EXERCISE REQUIREMENTS:
Reproduce the records below without any change, from their first line up to and including the line containing "144,218 -> 351,262".

INPUT ROWS:
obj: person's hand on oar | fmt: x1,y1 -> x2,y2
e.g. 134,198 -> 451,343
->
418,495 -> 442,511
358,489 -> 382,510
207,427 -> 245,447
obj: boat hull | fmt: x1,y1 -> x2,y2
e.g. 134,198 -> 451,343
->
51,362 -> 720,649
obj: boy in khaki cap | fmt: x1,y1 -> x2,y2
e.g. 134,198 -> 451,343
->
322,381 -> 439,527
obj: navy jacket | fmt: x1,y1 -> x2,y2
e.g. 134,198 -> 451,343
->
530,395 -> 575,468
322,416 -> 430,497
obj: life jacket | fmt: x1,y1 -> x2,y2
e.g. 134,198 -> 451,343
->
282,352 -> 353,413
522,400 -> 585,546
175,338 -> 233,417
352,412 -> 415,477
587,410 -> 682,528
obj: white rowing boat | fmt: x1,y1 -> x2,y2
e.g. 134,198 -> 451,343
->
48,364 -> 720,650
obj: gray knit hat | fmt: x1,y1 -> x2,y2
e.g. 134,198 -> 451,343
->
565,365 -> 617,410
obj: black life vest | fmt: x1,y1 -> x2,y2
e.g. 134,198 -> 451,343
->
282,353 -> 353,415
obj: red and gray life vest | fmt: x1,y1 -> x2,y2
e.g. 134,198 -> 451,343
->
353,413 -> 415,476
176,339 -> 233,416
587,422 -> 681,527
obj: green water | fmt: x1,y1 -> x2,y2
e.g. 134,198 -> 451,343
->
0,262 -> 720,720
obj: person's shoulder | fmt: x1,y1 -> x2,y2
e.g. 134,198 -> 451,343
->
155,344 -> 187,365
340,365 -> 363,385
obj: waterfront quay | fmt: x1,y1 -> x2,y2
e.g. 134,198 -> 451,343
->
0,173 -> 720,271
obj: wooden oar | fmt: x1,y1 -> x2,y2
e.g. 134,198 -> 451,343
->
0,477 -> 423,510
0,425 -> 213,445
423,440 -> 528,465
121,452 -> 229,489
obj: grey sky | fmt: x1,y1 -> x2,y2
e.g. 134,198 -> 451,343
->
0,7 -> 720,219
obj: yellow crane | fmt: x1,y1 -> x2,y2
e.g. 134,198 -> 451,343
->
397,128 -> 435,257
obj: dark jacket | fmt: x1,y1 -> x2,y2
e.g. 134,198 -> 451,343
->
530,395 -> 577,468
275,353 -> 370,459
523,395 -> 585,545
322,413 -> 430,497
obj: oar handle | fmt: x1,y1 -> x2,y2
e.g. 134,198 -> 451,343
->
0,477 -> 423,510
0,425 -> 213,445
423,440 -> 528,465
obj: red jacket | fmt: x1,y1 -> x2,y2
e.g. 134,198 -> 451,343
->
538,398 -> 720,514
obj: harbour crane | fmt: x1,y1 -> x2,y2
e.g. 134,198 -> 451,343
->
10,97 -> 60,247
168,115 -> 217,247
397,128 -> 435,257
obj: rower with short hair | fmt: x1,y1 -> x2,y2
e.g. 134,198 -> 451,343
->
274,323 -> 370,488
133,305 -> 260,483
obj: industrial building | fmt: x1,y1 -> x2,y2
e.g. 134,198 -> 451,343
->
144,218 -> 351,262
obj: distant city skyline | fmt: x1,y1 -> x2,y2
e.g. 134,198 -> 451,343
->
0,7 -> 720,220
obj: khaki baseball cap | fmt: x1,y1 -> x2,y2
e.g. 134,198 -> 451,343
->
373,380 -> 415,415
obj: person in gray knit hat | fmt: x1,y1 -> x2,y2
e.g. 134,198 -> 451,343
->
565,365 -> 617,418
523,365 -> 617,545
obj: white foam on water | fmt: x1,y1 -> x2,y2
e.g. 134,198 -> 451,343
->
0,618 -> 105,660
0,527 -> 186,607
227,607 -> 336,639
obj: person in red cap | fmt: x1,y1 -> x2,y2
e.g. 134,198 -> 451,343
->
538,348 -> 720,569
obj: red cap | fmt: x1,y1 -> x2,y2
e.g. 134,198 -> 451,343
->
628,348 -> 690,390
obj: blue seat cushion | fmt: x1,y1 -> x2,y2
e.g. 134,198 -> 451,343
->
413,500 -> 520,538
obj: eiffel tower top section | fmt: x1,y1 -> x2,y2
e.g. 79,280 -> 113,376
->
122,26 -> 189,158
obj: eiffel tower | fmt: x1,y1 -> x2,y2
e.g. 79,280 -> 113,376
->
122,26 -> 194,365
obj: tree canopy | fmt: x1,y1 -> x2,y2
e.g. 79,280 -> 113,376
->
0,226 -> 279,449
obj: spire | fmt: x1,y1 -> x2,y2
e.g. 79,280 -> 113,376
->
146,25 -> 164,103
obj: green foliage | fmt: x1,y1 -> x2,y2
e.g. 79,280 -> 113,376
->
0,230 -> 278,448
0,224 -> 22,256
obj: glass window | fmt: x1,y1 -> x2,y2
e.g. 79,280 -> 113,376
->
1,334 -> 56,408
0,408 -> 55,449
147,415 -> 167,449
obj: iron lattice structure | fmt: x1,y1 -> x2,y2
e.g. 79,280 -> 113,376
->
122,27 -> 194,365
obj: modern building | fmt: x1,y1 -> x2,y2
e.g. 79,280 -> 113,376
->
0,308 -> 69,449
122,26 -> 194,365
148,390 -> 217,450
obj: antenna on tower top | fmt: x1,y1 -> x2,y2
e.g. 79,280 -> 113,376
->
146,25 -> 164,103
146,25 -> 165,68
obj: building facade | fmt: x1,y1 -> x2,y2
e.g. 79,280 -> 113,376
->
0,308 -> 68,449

OUTPUT FOR THIS EXERCISE:
obj: person's hand on oar | fmt: x1,y1 -> x2,y2
e.g. 134,198 -> 451,343
->
418,495 -> 442,511
358,489 -> 382,510
207,427 -> 245,447
obj: boat hull | fmt: x1,y1 -> x2,y2
e.g. 134,198 -> 451,343
->
51,362 -> 720,649
obj: boy in khaki cap | fmt: x1,y1 -> x2,y2
e.g. 134,198 -> 451,343
->
322,381 -> 439,527
obj: navy jacket | fmt: x1,y1 -> x2,y2
e.g. 134,198 -> 451,343
->
530,395 -> 575,468
322,416 -> 430,497
obj: life jacket | fmt: x1,y1 -> x2,y2
e.g. 134,198 -> 451,343
->
282,352 -> 353,413
522,400 -> 585,546
175,338 -> 233,417
352,412 -> 415,477
587,410 -> 682,528
obj: white rowing boat | fmt: x1,y1 -> x2,y2
e.g. 134,198 -> 451,343
->
48,364 -> 720,650
obj: gray knit hat | fmt: x1,y1 -> x2,y2
e.g. 134,198 -> 451,343
->
565,365 -> 617,410
obj: black life vest | fmt: x1,y1 -> x2,y2
e.g. 134,198 -> 451,343
->
282,353 -> 353,415
obj: red and gray life vest | fmt: x1,y1 -> x2,y2
e.g. 134,198 -> 451,343
->
353,413 -> 415,476
176,339 -> 233,416
587,422 -> 681,527
obj: green water | fmt: x1,y1 -> x2,y2
e.g. 134,198 -> 451,343
->
0,262 -> 720,720
obj: person's shoulder | fmt: x1,y1 -> x2,y2
e.g. 134,198 -> 451,343
->
155,344 -> 187,365
340,365 -> 363,385
obj: waterfront quay | fmt: x1,y1 -> x2,y2
e.g. 134,198 -> 451,343
->
0,173 -> 720,271
obj: wooden oar | fmt: x1,y1 -> x2,y2
e.g. 134,198 -> 451,343
->
0,477 -> 423,510
0,425 -> 213,445
423,440 -> 528,465
121,452 -> 229,489
obj: grey sky | fmt: x1,y1 -> x2,y2
e.g. 134,198 -> 451,343
->
0,7 -> 720,219
obj: yellow crane | fmt: x1,y1 -> x2,y2
e.g. 134,198 -> 451,343
->
397,128 -> 435,257
obj: dark jacket | fmt: x1,y1 -> x2,y2
e.g. 134,198 -> 451,343
->
530,395 -> 577,468
275,353 -> 370,459
523,395 -> 585,545
322,413 -> 430,497
obj: oar handle | fmt: x1,y1 -> x2,y2
e.g. 134,198 -> 451,343
->
0,477 -> 423,510
0,425 -> 213,445
423,440 -> 528,465
obj: red jacket | fmt: x1,y1 -> x2,y2
e.g. 134,198 -> 451,343
->
538,398 -> 720,514
obj: harbour crane | fmt: x1,y1 -> x2,y2
e.g. 134,198 -> 451,343
->
10,97 -> 60,247
168,115 -> 217,247
397,128 -> 435,257
obj: rower with short hair | fmt: x1,y1 -> x2,y2
e.g. 134,198 -> 451,343
->
274,323 -> 370,488
133,305 -> 260,483
obj: industrial building | fmt: x1,y1 -> x2,y2
e.g. 134,198 -> 451,343
->
144,218 -> 351,262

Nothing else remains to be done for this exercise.